#### Text extract
1

This has been bothering me for quite a while, and I think there's something that I just don't understand about the data.table package. If I want two "slices" of my data.table, and rename one to a new name, if I forget to enter "copy", then data.table treats the two objects with new names as the same thing.

  1. Is the only systematic way to solve this issue by using the "copy" function? i.e. if I don't use "copy", will I always get this behavior of treating the same objects as the same thing?
  2. What's the purpose of this feature? Something to do with memory storage..? It seems like it can cause some serious inadvertent errors if I decide to change one DT and then use the original object. Also, if a new data.table user is coming from base R, and doesn't know about this behavior, then there will be some systematic problems with all their code.
  3. What's the point of the setDT function if it doesn't actually "set" the data table into a new object?

Here's an illustrative example:

library(data.table)
#####BOTH_SETDT & COPY#####
first_dt <- data.frame(a = c(1,2,3), b = c(9,8,7))

#### Instruction A
Which lines of the listing below contain the string "roof" with matching case? Pick them out and copy each one.

(Saved entries)
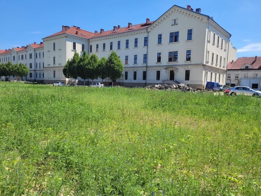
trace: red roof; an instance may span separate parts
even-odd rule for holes
[[[235,61],[230,61],[228,63],[227,69],[241,69],[246,63],[250,65],[253,69],[261,69],[261,56],[241,57]]]
[[[79,36],[85,38],[89,38],[94,34],[94,33],[93,33],[81,29],[79,27],[78,27],[75,26],[73,26],[71,27],[68,26],[63,26],[63,28],[64,27],[64,30],[60,31],[51,35],[49,35],[43,39],[52,37],[56,35],[62,35],[65,33],[71,34],[71,35]],[[78,33],[77,33],[77,32]],[[76,33],[78,33],[78,34]]]
[[[95,33],[92,37],[91,38],[97,38],[99,37],[103,37],[108,35],[112,35],[118,34],[119,33],[127,33],[130,31],[136,31],[142,29],[146,29],[149,25],[153,23],[154,21],[148,22],[147,23],[143,23],[141,24],[132,25],[128,28],[127,26],[124,27],[119,28],[119,29],[116,28],[115,30],[113,29],[106,31],[102,33],[99,32]]]

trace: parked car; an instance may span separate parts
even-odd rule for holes
[[[223,91],[227,89],[227,85],[221,85],[219,86],[219,91]]]
[[[104,85],[102,82],[95,82],[90,85],[90,86],[92,87],[103,87],[104,86]]]
[[[53,84],[53,86],[65,86],[65,83],[63,82],[56,82],[55,83]]]
[[[229,87],[227,89],[226,89],[224,91],[224,94],[229,94],[229,92],[230,92],[230,90],[233,88],[233,87]]]
[[[211,90],[213,91],[219,91],[219,83],[214,82],[207,82],[206,90]]]
[[[247,86],[235,86],[230,90],[229,94],[231,96],[238,94],[244,94],[245,95],[253,97],[261,97],[261,91],[253,90]]]

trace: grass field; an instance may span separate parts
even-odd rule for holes
[[[0,82],[0,195],[260,195],[260,104]]]

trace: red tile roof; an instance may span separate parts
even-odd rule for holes
[[[240,57],[235,61],[229,62],[227,69],[228,70],[240,69],[247,63],[249,64],[253,69],[261,69],[261,56],[257,56],[256,61],[255,59],[255,56]]]
[[[113,29],[106,31],[101,33],[99,32],[95,33],[91,38],[97,38],[100,37],[103,37],[108,35],[112,35],[119,33],[127,33],[133,31],[136,31],[146,29],[150,25],[153,23],[154,21],[148,22],[148,23],[143,23],[138,25],[132,25],[128,28],[127,26],[116,29],[115,30]]]
[[[81,29],[79,27],[77,27],[75,26],[73,26],[71,27],[68,26],[63,26],[63,27],[64,27],[65,29],[63,31],[59,31],[58,33],[53,34],[49,36],[46,37],[43,39],[47,38],[47,37],[50,37],[53,36],[55,36],[56,35],[62,35],[65,33],[67,34],[70,34],[76,36],[79,36],[85,38],[89,38],[93,36],[94,33],[93,33],[87,31],[85,30],[83,30],[82,29]],[[77,33],[77,32],[78,33]],[[78,33],[78,34],[76,33]]]

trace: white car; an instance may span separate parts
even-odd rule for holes
[[[65,86],[65,83],[63,82],[56,82],[55,83],[53,84],[53,86]]]
[[[90,85],[90,86],[92,87],[103,87],[104,86],[104,85],[102,82],[95,82]]]
[[[230,90],[229,94],[231,96],[244,94],[253,97],[261,97],[261,92],[253,90],[247,86],[235,86]]]

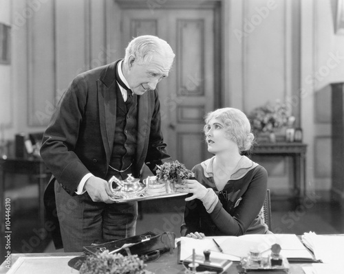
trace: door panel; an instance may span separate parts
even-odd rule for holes
[[[215,107],[214,10],[160,9],[152,14],[125,9],[122,16],[123,49],[132,37],[152,34],[175,54],[169,77],[158,86],[162,128],[168,153],[191,168],[211,156],[203,127],[204,115]]]

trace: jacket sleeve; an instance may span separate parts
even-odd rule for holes
[[[166,144],[161,131],[160,102],[158,91],[154,91],[154,109],[151,122],[149,140],[145,163],[155,174],[156,165],[161,165],[163,159],[170,159],[166,152]]]
[[[70,195],[89,172],[74,152],[86,104],[83,85],[83,79],[76,78],[63,94],[43,135],[40,151],[47,167]]]

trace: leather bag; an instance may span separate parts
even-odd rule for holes
[[[108,250],[109,253],[119,253],[124,255],[138,255],[143,261],[151,262],[166,251],[173,253],[175,240],[173,232],[166,231],[160,234],[146,232],[124,239],[84,247],[83,249],[85,254],[96,254]]]

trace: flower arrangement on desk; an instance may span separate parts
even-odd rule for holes
[[[189,170],[183,163],[177,160],[171,163],[166,162],[157,166],[156,179],[160,181],[178,181],[179,178],[188,179],[195,177],[193,172]]]
[[[285,104],[279,100],[272,104],[268,102],[255,109],[250,114],[252,128],[255,133],[273,133],[288,124],[290,115]]]
[[[80,269],[80,274],[153,274],[145,269],[147,264],[137,255],[123,256],[109,254],[106,250],[86,258]]]

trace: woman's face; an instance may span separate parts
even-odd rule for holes
[[[236,143],[227,137],[225,125],[218,119],[212,118],[205,130],[208,151],[217,154],[237,148]]]

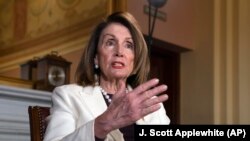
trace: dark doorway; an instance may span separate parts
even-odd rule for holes
[[[168,86],[169,99],[164,102],[171,124],[180,123],[180,53],[186,49],[154,39],[150,49],[150,77]]]

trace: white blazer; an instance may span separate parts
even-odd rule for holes
[[[55,88],[44,141],[95,141],[94,120],[107,109],[99,86],[69,84]],[[166,124],[170,120],[163,105],[136,124]],[[117,129],[105,141],[124,141]]]

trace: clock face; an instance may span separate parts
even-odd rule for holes
[[[65,71],[59,66],[50,66],[48,74],[49,83],[53,86],[60,86],[65,83]]]

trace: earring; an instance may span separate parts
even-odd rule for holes
[[[95,77],[95,86],[99,86],[99,79],[98,79],[98,75],[97,75],[97,74],[95,74],[95,75],[94,75],[94,77]]]
[[[95,64],[95,69],[98,69],[98,68],[99,68],[99,66],[97,64]]]

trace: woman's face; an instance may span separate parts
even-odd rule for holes
[[[134,67],[134,42],[129,30],[119,23],[111,23],[101,33],[95,64],[101,69],[101,77],[127,78]]]

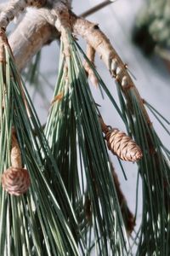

#### Instruction B
Can you resume the data.table question above from the point where it stops?

#### Written response A
trace: red roof; an instance may span separate parts
trace: red tile roof; an instance may span separate parts

#### Written response B
setDT(first_dt)
second_dt <- copy(first_dt)
setDT(second_dt)

first_dt[,a:=a/50]
second_dt[,b:=b/50]
print(first_dt)
#      a b
#1: 0.02 9
#2: 0.04 8
#3: 0.06 7
print(second_dt)
#   a    b
#1: 1 0.18
#2: 2 0.16
#3: 3 0.14

#####BOTH SETDT#####
first_dt <- data.frame(a = c(1,2,3), b = c(9,8,7))
setDT(first_dt)
second_dt <- first_dt
setDT(second_dt)

first_dt[,a:=a/50]
second_dt[,b:=b/50]
print(first_dt)
#      a    b
#1: 0.02 0.18
#2: 0.04 0.16
#3: 0.06 0.14
print(second_dt)
#      a    b
#1: 0.02 0.18
#2: 0.04 0.16
#3: 0.06 0.14

#####SINGLE SETDT#####
first_dt <- data.frame(a = c(1,2,3), b = c(9,8,7))
setDT(first_dt)
second_dt <- first_dt

first_dt[,a:=a/50]
second_dt[,b:=b/50]
print(first_dt)
#      a    b
#1: 0.02 0.18
#2: 0.04 0.16
#3: 0.06 0.14
print(second_dt)
#      a    b
#1: 0.02 0.18
#2: 0.04 0.16
#3: 0.06 0.14

#####AS.DATA.TABLE#####
first_dt <- as.data.table(data.frame(a = c(1,2,3), b = c(9,8,7)))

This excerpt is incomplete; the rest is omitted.